§ Extracted text:
Normal damage is weapon + strength modifier + other modifiers.

Double strength damage is... well... twice your strength bonus

adding the two together gives 
weapon+strength+other+2xstrength

Not really difficult.


----------



## thegreatbuddha (Oct 20, 2003)

reap: have you posted any of your Singh rager smacks?

I searched the thread for your 7k+ Singh smack and couldn't find it.  Is it in a different thread?  Could you post it here and/or provide a link please?


----------



## Jeremy (Oct 20, 2003)

reapersaurus said:
			
		

> I think there should be some suggested limitations, because you know what kind of cheese there is out there, Jeremy.



As even the CEO of Smackdown Industry uses Swords and Sorcery products, and I'm so partial to Mongoose products, it would be against our interests to ban interesting material that can be utilized in creative ways.

People employing WotC only smacks are encouraged to play up the fact that they are as these are definately harder, but as long as it isn't a house ruled character and as long as it follows the latest errata and clarifications for which ever cited product is used----

Anything goes!  

However, if you post that Four Color To Fantasy super hero shield charging four armed homebrew cat race monstrosity here I'll knock you silly for scaring all the submissions away.    Though if you want to cook up a Belsmaeth's Blessed Polymorphed into a Firbolg giant, Primal Released, divine shield/sacred strike sheild charger here to show the people how it's done, we'd be honored.


----------



## The Souljourner (Oct 20, 2003)

What makes a shield charging four armed cat race any less ridiculous than most of the things posted in here?  I don't know what a Belsmaeth's Blessed is, nor what it means to be Primal Released with sacred strike... but I'm guessing it's no less unbalanced.

Here's the problem... these smacks have gone from "who can do the most damage" to "who can buy the most 3rd party books with poorly thought out abilities".  Mongoose has like a dozen books, Sword and Sorcery at least that many, and who knows how many other D20 books are out there?  While I think they are a great resource for campaigns, where a DM has final say about what is legal and what is not, in this kind of an environment, I think there has to be some kind of restriction.

-The Souljourner


----------



## CRGreathouse (Nov 10, 2003)

I have a small improvement on CyberSpyder's Diplomatic smackdown.

With the Book of Exalted Deeds, I can get higher than his +53 -- even without the custom +10 ring of Diplomacy.

§ Recorded information:

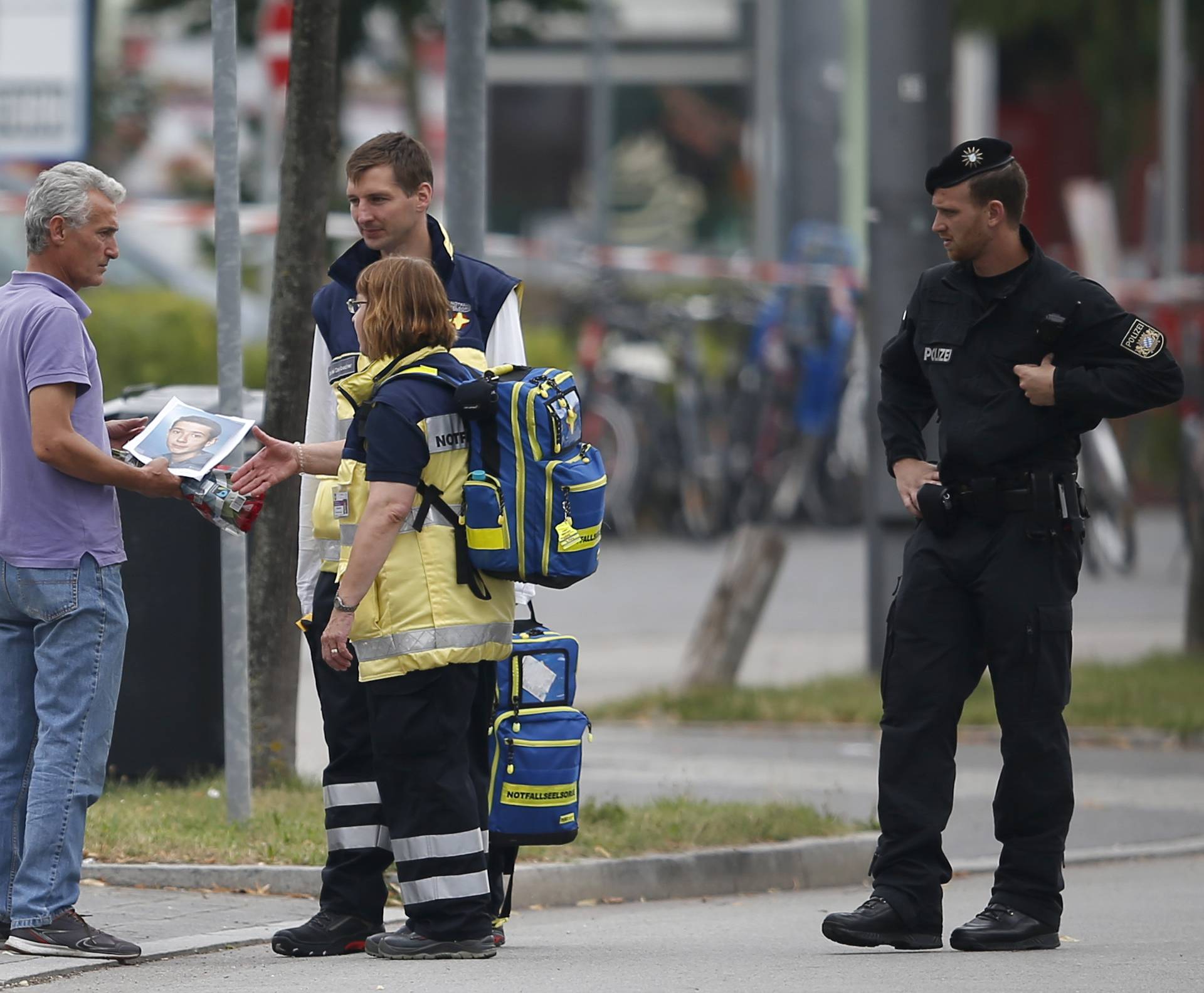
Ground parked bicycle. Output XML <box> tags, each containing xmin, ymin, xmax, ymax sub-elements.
<box><xmin>731</xmin><ymin>223</ymin><xmax>867</xmax><ymax>525</ymax></box>
<box><xmin>1079</xmin><ymin>421</ymin><xmax>1136</xmax><ymax>575</ymax></box>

§ To be done:
- A) Using the forum thread, decide whether each statement agrees with it: (i) thegreatbuddha searched the thread for reap's 7k+ Singh smack without finding it; (ii) Jeremy allows house ruled characters as long as they follow the latest errata; (iii) CRGreathouse claims he can get higher than CyberSpyder's +53 with the Book of Exalted Deeds. Answer yes or no for each, quoting the deciding words of the forum thread.
- B) Print the part of the forum thread that begins at the words "Anything goes!" and stops after the words "we'd be honored.".

§ Expected answers:
- A)
(i) Yes: "I searched the thread for your 7k+ Singh smack and couldn't find it."
(ii) No: "as long as it isn't a house ruled character"
(iii) Yes: "With the Book of Exalted Deeds, I can get higher than his +53"

- B)
Anything goes!  

However, if you post that Four Color To Fantasy super hero shield charging four armed homebrew cat race monstrosity here I'll knock you silly for scaring all the submissions away.    Though if you want to cook up a Belsmaeth's Blessed Polymorphed into a Firbolg giant, Primal Released, divine shield/sacred strike sheild charger here to show the people how it's done, we'd be honored.